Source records
= = = = = = =
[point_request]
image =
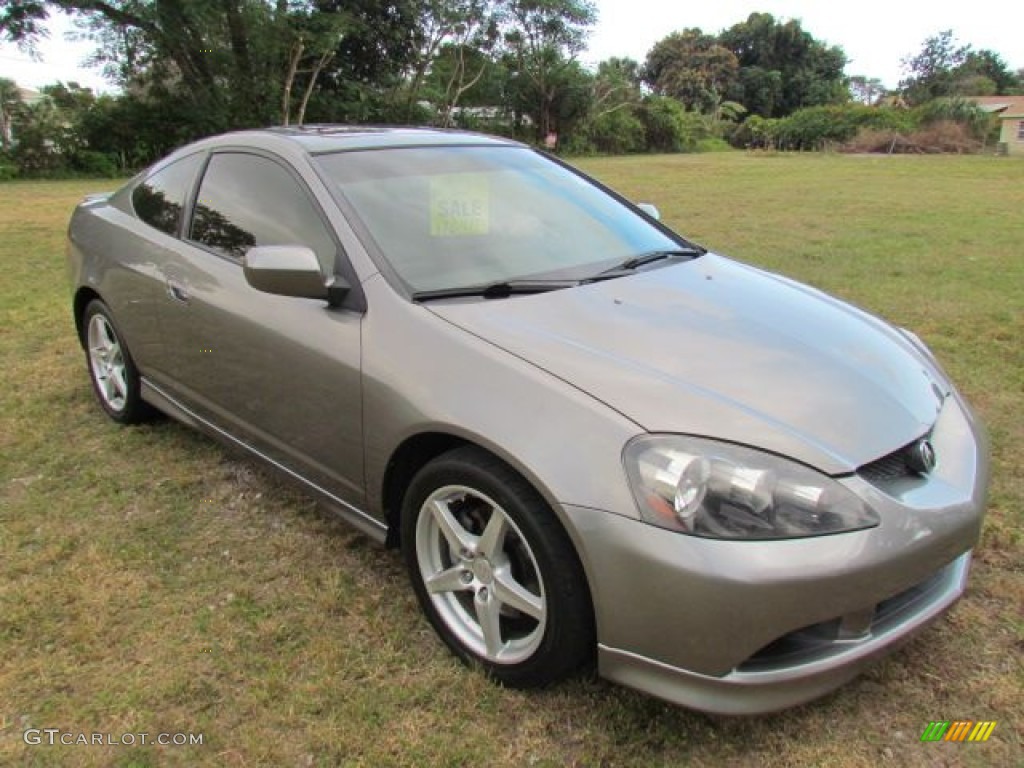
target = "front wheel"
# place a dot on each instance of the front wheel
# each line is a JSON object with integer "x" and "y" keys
{"x": 495, "y": 571}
= = = = = = =
Reproduce each line from the data that has "front" in it.

Exercise result
target = "front wheel"
# place a dot on each instance of the front wheel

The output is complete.